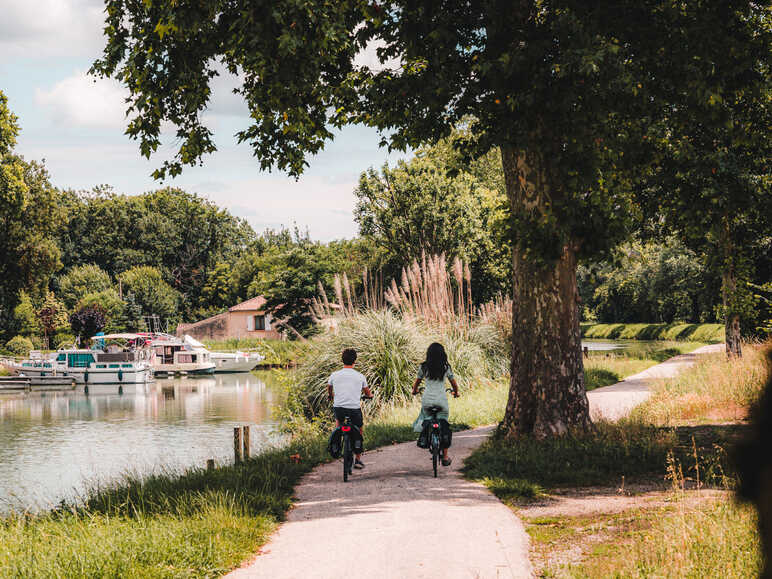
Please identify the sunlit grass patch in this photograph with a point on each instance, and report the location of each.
(718, 539)
(714, 389)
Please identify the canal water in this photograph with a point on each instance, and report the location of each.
(55, 445)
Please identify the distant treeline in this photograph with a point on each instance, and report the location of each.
(708, 333)
(179, 256)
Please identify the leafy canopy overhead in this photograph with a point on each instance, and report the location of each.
(574, 83)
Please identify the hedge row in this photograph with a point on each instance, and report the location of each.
(708, 333)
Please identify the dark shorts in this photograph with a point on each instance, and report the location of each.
(355, 414)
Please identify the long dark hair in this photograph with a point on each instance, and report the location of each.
(436, 363)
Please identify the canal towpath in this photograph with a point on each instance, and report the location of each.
(395, 520)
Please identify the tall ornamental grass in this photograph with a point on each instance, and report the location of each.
(391, 329)
(390, 349)
(715, 388)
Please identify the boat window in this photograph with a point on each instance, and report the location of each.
(79, 360)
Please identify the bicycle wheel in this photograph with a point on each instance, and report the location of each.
(435, 452)
(348, 457)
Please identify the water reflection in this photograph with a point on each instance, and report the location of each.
(54, 444)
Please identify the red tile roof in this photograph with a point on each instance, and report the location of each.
(255, 303)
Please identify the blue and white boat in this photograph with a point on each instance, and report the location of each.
(89, 366)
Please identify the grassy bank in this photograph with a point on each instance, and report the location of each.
(671, 437)
(603, 368)
(700, 539)
(714, 390)
(708, 333)
(200, 523)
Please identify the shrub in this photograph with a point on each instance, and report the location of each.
(389, 351)
(19, 346)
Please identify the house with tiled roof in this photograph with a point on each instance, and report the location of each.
(245, 320)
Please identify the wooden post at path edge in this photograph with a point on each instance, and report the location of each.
(245, 436)
(237, 444)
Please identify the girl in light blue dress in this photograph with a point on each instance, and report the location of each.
(435, 370)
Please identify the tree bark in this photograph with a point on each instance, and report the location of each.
(731, 318)
(547, 396)
(729, 295)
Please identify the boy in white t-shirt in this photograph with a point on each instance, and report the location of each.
(344, 389)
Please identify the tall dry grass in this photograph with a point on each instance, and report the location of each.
(714, 389)
(390, 330)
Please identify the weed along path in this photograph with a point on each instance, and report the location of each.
(615, 401)
(395, 520)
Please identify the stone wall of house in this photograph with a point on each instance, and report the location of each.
(228, 325)
(214, 328)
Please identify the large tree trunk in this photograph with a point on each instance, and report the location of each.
(546, 395)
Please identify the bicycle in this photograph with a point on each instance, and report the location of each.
(348, 447)
(435, 436)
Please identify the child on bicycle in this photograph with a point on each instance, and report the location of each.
(344, 389)
(435, 370)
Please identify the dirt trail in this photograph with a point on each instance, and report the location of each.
(395, 520)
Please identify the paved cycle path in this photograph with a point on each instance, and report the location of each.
(395, 520)
(615, 401)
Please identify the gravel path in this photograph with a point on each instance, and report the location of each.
(615, 401)
(395, 520)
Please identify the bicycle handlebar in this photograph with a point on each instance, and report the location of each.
(420, 390)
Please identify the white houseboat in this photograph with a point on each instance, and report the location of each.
(175, 356)
(89, 366)
(226, 362)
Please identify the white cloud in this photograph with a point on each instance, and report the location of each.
(323, 207)
(369, 58)
(45, 28)
(85, 101)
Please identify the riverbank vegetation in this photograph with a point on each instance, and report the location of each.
(706, 333)
(669, 463)
(199, 523)
(606, 367)
(179, 256)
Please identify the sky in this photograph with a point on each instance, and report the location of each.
(76, 124)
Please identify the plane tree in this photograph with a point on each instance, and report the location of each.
(564, 89)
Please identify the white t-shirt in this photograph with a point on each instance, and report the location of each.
(347, 387)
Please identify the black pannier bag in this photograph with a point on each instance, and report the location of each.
(335, 444)
(424, 437)
(446, 436)
(357, 442)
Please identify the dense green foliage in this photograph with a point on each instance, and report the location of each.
(666, 282)
(29, 216)
(707, 333)
(438, 204)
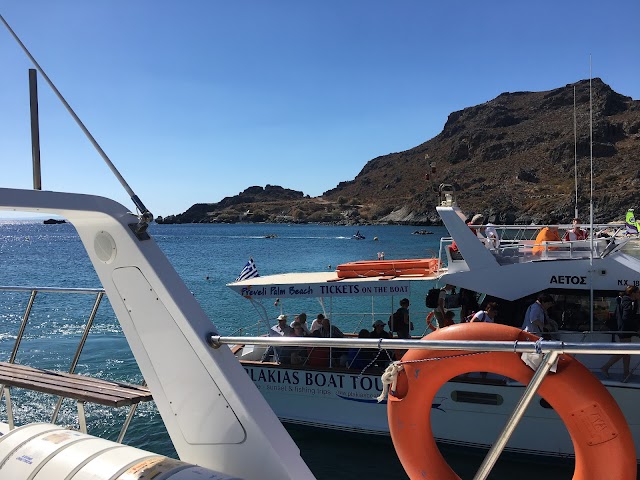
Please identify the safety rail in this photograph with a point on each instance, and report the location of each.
(66, 384)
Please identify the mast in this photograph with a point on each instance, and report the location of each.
(575, 149)
(591, 193)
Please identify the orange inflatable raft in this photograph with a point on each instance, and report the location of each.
(388, 268)
(601, 438)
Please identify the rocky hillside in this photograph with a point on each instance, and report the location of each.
(511, 158)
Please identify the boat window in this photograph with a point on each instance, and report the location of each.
(476, 397)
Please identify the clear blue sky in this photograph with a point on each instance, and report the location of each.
(197, 100)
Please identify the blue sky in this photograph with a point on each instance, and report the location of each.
(197, 100)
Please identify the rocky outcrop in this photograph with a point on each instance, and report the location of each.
(511, 158)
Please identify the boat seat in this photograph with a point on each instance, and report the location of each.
(69, 385)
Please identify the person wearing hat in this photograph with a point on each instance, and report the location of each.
(475, 222)
(281, 329)
(302, 320)
(546, 235)
(575, 233)
(317, 323)
(536, 318)
(378, 330)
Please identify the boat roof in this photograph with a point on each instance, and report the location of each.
(324, 284)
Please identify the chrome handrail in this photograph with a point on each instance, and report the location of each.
(99, 293)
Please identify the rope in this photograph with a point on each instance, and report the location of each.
(390, 375)
(389, 379)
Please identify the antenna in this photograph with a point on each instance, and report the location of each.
(575, 149)
(591, 193)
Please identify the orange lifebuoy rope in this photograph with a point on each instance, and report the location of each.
(601, 438)
(430, 324)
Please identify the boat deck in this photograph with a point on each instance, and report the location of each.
(70, 385)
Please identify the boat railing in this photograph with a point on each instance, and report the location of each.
(520, 250)
(35, 378)
(547, 351)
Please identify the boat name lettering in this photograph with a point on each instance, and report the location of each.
(301, 291)
(367, 289)
(569, 279)
(333, 289)
(248, 292)
(324, 379)
(274, 376)
(277, 379)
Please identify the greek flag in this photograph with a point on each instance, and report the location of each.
(249, 271)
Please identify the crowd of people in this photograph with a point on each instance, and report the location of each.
(321, 327)
(545, 239)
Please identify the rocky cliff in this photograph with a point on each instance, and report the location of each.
(511, 158)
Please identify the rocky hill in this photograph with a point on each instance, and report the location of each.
(511, 158)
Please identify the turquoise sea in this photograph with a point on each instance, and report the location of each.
(207, 257)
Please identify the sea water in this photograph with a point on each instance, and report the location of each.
(207, 257)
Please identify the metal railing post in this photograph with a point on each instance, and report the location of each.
(76, 357)
(495, 451)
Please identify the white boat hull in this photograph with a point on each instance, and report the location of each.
(466, 413)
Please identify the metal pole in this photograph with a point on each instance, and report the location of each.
(495, 451)
(575, 147)
(137, 202)
(23, 325)
(35, 131)
(76, 357)
(591, 195)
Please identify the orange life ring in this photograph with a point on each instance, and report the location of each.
(375, 268)
(601, 438)
(431, 325)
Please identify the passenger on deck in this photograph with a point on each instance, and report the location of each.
(487, 315)
(547, 234)
(628, 325)
(327, 330)
(378, 330)
(575, 233)
(536, 319)
(404, 328)
(302, 320)
(281, 328)
(317, 323)
(448, 318)
(493, 239)
(360, 357)
(468, 303)
(441, 308)
(298, 355)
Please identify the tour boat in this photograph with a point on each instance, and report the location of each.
(581, 276)
(220, 424)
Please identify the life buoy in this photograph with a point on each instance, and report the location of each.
(601, 438)
(376, 268)
(431, 324)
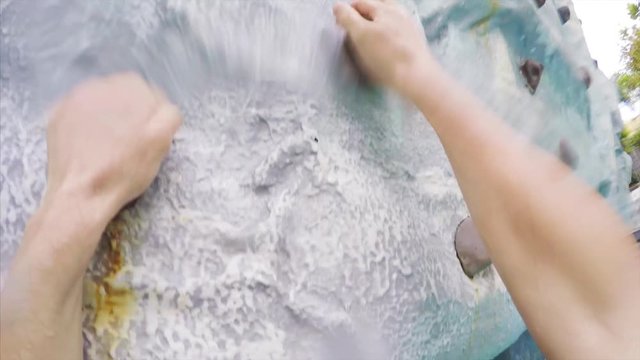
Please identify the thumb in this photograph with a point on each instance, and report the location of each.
(347, 17)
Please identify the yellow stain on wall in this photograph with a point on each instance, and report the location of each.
(110, 305)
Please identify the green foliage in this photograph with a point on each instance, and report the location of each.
(630, 141)
(629, 79)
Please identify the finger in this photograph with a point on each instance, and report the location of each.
(369, 9)
(347, 17)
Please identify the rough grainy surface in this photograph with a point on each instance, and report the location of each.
(300, 215)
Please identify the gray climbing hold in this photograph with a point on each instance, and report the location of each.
(532, 72)
(567, 155)
(604, 188)
(565, 14)
(472, 253)
(586, 77)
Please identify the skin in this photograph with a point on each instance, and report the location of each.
(565, 256)
(105, 141)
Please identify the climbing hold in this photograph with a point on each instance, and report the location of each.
(472, 253)
(540, 3)
(532, 72)
(586, 77)
(604, 188)
(616, 119)
(567, 155)
(565, 14)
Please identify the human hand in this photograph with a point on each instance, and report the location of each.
(387, 43)
(106, 141)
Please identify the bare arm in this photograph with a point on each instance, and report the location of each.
(105, 143)
(566, 257)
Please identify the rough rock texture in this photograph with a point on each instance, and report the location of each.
(300, 215)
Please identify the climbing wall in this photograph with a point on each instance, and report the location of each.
(300, 213)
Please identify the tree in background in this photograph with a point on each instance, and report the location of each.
(629, 79)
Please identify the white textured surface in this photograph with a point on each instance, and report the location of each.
(299, 215)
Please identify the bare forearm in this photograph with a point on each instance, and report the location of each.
(562, 252)
(41, 305)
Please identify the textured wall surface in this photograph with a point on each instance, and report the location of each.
(300, 214)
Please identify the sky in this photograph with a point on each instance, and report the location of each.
(602, 21)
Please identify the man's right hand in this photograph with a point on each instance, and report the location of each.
(387, 43)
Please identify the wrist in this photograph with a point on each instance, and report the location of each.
(62, 235)
(421, 80)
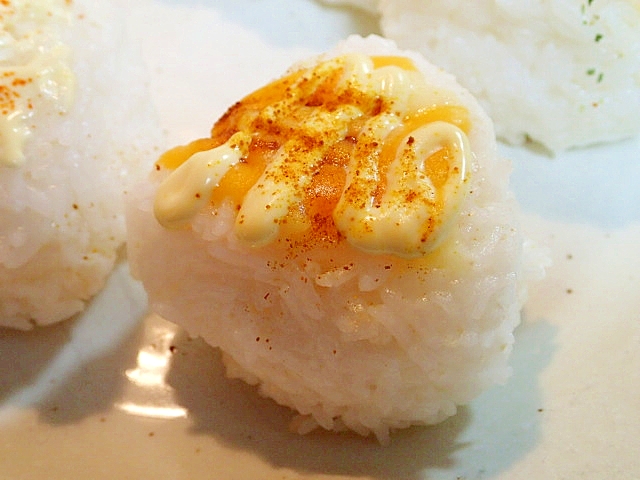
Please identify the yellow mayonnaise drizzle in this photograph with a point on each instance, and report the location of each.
(355, 147)
(35, 71)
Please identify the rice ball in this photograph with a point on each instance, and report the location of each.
(346, 237)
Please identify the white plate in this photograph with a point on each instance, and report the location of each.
(118, 393)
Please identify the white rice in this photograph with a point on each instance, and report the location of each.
(62, 210)
(564, 73)
(347, 339)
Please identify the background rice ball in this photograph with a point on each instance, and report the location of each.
(562, 73)
(62, 207)
(346, 338)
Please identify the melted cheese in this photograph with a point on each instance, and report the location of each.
(352, 148)
(35, 71)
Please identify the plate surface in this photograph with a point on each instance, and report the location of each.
(119, 393)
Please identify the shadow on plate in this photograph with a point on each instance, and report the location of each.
(24, 354)
(75, 369)
(483, 439)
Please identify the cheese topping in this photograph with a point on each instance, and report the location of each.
(357, 148)
(35, 72)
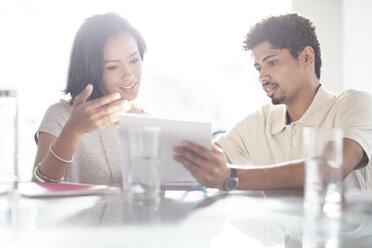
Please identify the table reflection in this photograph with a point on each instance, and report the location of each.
(183, 219)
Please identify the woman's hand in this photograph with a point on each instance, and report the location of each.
(88, 116)
(207, 166)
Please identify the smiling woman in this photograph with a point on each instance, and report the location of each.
(78, 140)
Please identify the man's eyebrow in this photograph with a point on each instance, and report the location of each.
(266, 58)
(116, 60)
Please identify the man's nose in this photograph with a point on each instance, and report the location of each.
(264, 77)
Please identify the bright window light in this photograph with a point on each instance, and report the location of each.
(195, 68)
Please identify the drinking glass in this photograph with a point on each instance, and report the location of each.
(323, 171)
(8, 140)
(144, 165)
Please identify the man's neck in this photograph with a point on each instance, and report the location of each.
(296, 109)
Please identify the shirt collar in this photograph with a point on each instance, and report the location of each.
(312, 116)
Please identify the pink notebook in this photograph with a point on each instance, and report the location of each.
(33, 189)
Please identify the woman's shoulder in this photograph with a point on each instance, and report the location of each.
(61, 108)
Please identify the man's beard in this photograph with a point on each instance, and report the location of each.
(277, 101)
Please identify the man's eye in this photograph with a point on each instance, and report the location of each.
(113, 67)
(133, 61)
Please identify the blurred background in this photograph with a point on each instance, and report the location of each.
(195, 67)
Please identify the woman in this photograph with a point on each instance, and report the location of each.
(78, 140)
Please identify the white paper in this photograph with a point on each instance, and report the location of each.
(173, 132)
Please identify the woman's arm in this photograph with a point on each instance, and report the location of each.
(86, 116)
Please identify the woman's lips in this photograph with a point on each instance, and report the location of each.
(130, 88)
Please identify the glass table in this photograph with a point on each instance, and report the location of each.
(208, 218)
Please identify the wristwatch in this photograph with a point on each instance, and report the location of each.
(233, 181)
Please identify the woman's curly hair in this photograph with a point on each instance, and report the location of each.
(290, 31)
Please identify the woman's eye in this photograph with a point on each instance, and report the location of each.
(272, 62)
(113, 67)
(133, 61)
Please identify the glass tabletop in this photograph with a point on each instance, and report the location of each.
(182, 219)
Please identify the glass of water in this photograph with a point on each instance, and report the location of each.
(144, 165)
(8, 140)
(323, 171)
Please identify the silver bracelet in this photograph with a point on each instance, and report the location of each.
(42, 178)
(58, 157)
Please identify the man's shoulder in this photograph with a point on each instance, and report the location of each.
(353, 97)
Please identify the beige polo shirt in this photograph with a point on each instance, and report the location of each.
(263, 138)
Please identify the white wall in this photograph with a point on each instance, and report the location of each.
(357, 44)
(345, 32)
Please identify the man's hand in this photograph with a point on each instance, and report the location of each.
(208, 167)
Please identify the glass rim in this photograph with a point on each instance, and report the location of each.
(8, 93)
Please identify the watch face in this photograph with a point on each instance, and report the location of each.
(231, 183)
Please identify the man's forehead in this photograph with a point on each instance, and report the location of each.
(262, 50)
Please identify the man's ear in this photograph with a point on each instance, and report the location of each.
(307, 55)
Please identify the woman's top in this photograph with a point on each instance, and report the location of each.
(97, 157)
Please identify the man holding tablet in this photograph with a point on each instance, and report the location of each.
(267, 144)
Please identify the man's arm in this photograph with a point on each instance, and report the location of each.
(210, 169)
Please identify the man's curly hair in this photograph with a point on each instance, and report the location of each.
(290, 31)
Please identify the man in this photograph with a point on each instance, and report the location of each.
(286, 55)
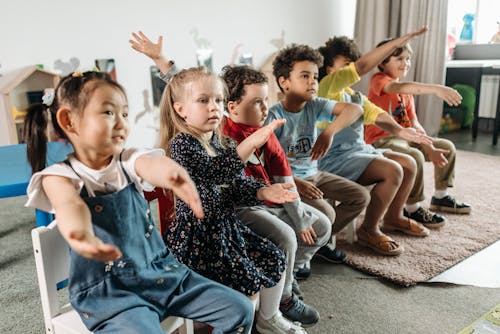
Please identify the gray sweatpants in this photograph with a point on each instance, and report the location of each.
(272, 223)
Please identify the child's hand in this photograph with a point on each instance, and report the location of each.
(261, 136)
(449, 95)
(181, 184)
(414, 135)
(91, 247)
(307, 189)
(322, 145)
(309, 236)
(277, 193)
(438, 157)
(144, 45)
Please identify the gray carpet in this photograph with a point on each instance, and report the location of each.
(349, 301)
(477, 178)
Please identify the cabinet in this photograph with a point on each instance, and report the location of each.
(14, 89)
(471, 73)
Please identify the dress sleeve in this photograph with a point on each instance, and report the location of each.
(244, 190)
(221, 169)
(129, 157)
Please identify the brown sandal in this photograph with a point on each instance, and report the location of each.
(410, 227)
(381, 244)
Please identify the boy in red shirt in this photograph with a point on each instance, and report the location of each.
(396, 97)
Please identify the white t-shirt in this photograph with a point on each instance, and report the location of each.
(107, 180)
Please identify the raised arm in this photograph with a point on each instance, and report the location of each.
(345, 115)
(74, 220)
(387, 123)
(141, 43)
(257, 139)
(163, 172)
(449, 95)
(374, 57)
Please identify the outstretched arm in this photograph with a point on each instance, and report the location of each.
(374, 57)
(277, 193)
(449, 95)
(163, 172)
(257, 139)
(346, 114)
(141, 43)
(74, 220)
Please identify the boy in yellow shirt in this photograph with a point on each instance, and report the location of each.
(391, 173)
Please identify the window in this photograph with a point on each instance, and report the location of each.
(485, 24)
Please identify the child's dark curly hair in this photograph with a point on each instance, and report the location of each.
(286, 58)
(396, 52)
(237, 77)
(337, 46)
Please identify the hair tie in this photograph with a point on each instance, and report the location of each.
(48, 96)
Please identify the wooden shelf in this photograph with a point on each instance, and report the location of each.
(14, 86)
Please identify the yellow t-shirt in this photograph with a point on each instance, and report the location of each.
(334, 85)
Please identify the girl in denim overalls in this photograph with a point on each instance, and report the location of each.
(122, 277)
(219, 246)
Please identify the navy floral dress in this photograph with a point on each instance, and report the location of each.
(219, 246)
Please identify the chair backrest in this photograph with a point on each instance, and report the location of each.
(52, 266)
(166, 207)
(52, 261)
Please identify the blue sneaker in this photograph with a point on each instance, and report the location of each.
(303, 273)
(296, 289)
(449, 204)
(334, 255)
(295, 309)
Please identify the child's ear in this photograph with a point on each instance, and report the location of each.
(66, 121)
(179, 109)
(283, 83)
(231, 108)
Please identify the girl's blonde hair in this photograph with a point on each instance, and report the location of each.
(171, 123)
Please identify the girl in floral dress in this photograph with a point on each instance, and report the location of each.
(219, 246)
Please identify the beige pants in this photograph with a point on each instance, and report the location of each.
(443, 177)
(351, 196)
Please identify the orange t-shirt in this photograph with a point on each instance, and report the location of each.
(400, 106)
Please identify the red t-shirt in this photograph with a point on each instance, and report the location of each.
(400, 106)
(267, 161)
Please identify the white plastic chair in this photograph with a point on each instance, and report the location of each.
(52, 266)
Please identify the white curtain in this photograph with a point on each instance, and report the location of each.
(380, 19)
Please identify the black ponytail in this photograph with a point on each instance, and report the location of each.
(35, 136)
(74, 91)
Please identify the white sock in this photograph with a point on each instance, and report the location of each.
(254, 302)
(270, 299)
(440, 193)
(412, 207)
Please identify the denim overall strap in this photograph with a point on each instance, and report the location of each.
(146, 274)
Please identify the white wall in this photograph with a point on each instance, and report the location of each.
(39, 32)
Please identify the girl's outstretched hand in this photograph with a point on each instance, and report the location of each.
(144, 45)
(277, 193)
(91, 247)
(449, 95)
(181, 184)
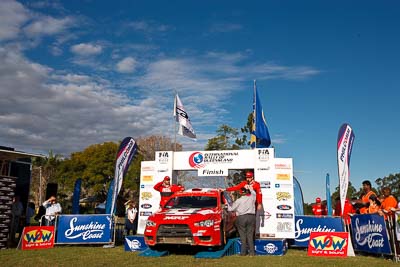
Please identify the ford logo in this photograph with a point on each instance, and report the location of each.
(146, 206)
(284, 207)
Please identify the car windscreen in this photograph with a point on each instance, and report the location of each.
(192, 202)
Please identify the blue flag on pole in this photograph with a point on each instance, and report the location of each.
(259, 132)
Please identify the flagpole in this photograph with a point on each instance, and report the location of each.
(255, 111)
(175, 121)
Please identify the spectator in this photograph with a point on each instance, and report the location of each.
(364, 198)
(166, 190)
(16, 212)
(30, 212)
(374, 204)
(52, 210)
(246, 219)
(131, 217)
(389, 203)
(318, 208)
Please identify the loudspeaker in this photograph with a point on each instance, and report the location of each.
(51, 190)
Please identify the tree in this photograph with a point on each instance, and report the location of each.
(43, 172)
(96, 166)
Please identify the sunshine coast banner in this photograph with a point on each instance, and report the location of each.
(37, 237)
(87, 228)
(126, 152)
(344, 148)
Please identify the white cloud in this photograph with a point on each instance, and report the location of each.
(149, 26)
(226, 27)
(12, 16)
(86, 49)
(46, 25)
(126, 65)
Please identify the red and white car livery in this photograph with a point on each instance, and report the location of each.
(196, 217)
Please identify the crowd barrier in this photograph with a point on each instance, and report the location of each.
(369, 233)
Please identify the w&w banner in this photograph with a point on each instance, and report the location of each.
(370, 234)
(92, 228)
(304, 225)
(344, 147)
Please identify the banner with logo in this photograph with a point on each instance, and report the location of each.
(126, 151)
(369, 234)
(149, 199)
(90, 228)
(344, 148)
(304, 225)
(328, 244)
(76, 196)
(135, 243)
(37, 237)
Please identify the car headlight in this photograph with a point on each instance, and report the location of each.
(150, 223)
(205, 223)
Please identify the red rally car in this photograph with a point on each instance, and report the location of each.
(196, 217)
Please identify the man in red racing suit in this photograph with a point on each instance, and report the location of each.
(255, 185)
(166, 189)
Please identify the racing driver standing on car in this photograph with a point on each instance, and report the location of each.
(166, 189)
(255, 185)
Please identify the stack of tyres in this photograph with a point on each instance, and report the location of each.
(7, 187)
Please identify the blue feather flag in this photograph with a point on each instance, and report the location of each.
(259, 132)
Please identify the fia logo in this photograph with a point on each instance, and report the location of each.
(263, 154)
(163, 157)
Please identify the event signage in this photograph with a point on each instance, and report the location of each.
(37, 237)
(275, 176)
(135, 243)
(91, 228)
(304, 225)
(328, 244)
(369, 234)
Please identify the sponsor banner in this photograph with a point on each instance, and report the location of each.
(369, 234)
(344, 144)
(226, 159)
(212, 172)
(304, 225)
(37, 237)
(126, 151)
(91, 228)
(149, 199)
(135, 243)
(276, 247)
(333, 244)
(147, 172)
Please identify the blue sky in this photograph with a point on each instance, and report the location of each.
(75, 73)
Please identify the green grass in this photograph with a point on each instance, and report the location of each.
(85, 256)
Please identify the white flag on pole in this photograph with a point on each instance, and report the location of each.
(185, 126)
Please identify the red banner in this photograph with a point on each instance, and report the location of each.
(328, 244)
(37, 237)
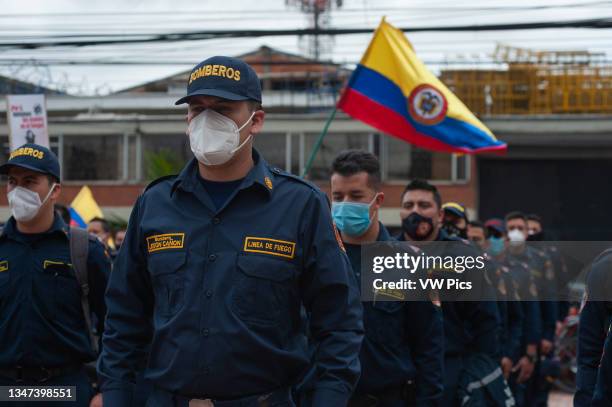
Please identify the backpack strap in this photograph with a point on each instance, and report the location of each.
(79, 250)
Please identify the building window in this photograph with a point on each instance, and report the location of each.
(273, 148)
(164, 154)
(333, 144)
(92, 158)
(402, 161)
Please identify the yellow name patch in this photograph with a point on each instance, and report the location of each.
(28, 151)
(215, 70)
(269, 246)
(48, 263)
(165, 242)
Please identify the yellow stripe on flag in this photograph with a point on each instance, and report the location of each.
(391, 55)
(85, 205)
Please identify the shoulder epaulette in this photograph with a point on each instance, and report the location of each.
(159, 180)
(280, 172)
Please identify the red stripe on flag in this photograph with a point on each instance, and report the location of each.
(360, 107)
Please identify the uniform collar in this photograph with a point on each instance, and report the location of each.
(10, 228)
(383, 233)
(260, 174)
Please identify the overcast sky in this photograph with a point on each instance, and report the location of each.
(36, 18)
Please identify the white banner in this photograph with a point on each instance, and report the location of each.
(27, 119)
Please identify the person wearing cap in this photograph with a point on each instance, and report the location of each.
(44, 338)
(218, 264)
(594, 359)
(540, 330)
(402, 351)
(470, 327)
(455, 220)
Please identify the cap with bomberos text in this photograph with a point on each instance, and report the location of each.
(33, 157)
(224, 77)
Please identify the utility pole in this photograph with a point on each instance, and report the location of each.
· · ·
Instruction
Quote only the lines from the line containing "Please identify the yellow name" through the end of the listing, please, keeping both the first and the last line.

Correct answer
Please identify the yellow name patch in this photograph with a point on each instance, and report the location of each.
(28, 151)
(215, 70)
(269, 246)
(48, 263)
(165, 242)
Please identify the yellow stripe on flag in this photograph with a point on each instance, and report the location of each.
(391, 55)
(85, 205)
Please identify the shoulder epaulette in this photograph with a point on each instance, and report the location of each.
(159, 180)
(280, 172)
Please identify the red stripe on flag in this photograph with a point on each instance, and report the location of each.
(360, 107)
Please identify the uniform collar in this photograph with a point on each instance, and report the location of each.
(10, 228)
(383, 233)
(260, 174)
Please identify the overcast sky in this photograph with a point on each instance, and report the location of each.
(36, 18)
Please identify the white banner in this photograph with a point on each instance, and report the location of each.
(27, 119)
Please identify the person wearing cap in this photograph with a point on each instance, and report the location of each.
(44, 338)
(218, 264)
(594, 359)
(540, 330)
(402, 351)
(470, 327)
(455, 220)
Please identify the cap with bomberos text in this photograph with a point on each instance, and report the location of each.
(33, 157)
(224, 77)
Please identify the utility pole in this photograph with a point on each instance, and report the location of each.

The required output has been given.